__Prompt__
Rewrite every line of the material in the stretch from the line containing "target | blue sky" through the end, including both of those lines. Shift each point coordinate in the answers by -127.

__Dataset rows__
★ ★ ★
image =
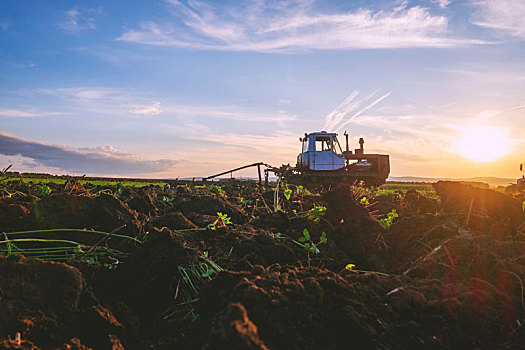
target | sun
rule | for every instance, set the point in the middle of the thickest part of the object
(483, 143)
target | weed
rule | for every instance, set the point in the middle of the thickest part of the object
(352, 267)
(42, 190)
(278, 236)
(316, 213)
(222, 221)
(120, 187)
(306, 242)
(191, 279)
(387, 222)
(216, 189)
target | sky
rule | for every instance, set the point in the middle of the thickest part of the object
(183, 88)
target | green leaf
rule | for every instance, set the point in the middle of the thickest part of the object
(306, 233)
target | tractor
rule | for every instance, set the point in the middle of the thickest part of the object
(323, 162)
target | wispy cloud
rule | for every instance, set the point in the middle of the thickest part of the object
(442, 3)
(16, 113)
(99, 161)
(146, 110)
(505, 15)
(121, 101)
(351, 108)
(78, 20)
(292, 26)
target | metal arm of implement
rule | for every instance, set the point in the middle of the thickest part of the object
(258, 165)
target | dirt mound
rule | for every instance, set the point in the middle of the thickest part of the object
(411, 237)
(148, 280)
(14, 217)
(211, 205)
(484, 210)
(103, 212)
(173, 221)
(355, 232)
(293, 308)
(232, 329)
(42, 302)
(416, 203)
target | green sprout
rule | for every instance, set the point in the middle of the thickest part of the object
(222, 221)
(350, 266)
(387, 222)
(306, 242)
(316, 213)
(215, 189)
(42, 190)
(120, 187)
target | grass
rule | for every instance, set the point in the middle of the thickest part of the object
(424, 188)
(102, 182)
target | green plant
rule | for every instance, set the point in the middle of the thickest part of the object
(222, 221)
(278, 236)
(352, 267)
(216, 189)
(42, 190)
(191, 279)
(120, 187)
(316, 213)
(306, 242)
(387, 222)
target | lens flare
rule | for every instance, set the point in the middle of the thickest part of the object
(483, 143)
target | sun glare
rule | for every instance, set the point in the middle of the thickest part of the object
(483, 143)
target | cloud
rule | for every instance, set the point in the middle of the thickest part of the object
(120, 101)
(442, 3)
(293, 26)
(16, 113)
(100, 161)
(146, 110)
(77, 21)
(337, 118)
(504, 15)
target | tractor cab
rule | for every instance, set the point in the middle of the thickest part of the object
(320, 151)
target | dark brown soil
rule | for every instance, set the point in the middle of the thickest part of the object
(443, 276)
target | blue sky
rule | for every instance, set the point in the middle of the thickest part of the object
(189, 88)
★ ★ ★
__Correct output__
target | blue sky
rule | for every instance, set the point in the middle of the thickest part of the object
(62, -39)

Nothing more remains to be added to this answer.